● ACTIVITY:
From the line that contains "the white pillow." to the final line of the entries below, write out every line exactly as it appears, and nothing else.

Point localization data
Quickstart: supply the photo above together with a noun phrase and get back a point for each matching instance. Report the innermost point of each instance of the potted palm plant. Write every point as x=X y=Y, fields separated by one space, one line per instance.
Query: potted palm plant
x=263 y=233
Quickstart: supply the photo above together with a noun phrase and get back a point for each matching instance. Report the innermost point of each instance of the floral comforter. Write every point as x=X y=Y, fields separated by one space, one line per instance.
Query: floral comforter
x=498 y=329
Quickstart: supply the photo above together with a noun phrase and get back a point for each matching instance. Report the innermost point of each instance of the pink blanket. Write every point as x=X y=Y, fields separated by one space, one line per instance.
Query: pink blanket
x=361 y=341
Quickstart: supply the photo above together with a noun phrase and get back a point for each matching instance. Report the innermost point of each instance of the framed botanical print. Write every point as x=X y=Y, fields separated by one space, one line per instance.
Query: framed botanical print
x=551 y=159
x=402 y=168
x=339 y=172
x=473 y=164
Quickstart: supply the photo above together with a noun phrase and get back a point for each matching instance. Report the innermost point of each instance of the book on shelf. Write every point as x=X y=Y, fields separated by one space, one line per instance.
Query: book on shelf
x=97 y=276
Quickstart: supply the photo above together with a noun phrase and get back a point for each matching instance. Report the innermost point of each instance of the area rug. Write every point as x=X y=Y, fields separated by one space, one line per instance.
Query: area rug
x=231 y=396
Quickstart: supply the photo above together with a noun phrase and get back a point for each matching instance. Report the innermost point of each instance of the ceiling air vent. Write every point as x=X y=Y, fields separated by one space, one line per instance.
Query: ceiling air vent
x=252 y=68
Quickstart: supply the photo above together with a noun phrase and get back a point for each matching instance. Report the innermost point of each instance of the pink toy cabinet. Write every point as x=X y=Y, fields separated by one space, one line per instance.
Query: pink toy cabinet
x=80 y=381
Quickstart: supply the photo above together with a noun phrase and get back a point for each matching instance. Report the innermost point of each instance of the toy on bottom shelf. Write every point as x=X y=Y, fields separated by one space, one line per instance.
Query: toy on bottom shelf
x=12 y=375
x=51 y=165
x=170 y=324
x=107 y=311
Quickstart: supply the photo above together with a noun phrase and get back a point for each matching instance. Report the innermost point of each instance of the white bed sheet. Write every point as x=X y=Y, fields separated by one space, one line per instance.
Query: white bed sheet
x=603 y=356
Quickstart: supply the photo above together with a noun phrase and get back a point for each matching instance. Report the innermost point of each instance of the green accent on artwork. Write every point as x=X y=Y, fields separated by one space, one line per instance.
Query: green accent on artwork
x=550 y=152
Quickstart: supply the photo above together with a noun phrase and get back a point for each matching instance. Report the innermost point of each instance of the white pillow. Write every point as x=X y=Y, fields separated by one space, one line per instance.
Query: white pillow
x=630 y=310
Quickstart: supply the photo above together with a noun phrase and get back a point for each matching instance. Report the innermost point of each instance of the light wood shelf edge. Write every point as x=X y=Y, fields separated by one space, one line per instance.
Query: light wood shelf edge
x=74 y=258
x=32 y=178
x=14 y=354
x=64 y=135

● THE COMPLETED TASK:
Quickstart: supply the photo above together with a noun phrase and get back a point for each matching instance. Report the innermost point of each instance of the white pillow. Write every point as x=X y=Y, fields separated by one space, one line per instance.
Query: white pillow
x=630 y=310
Quickstart: supply the photo above together with a noun phrase and get back a point for each matching instance. Report the innermost point of each instance of the light wood shelf edge. Write every point as x=X y=Y, fields separated by one space, one line per instance.
Query: light wood shelf edge
x=74 y=258
x=32 y=178
x=14 y=354
x=64 y=135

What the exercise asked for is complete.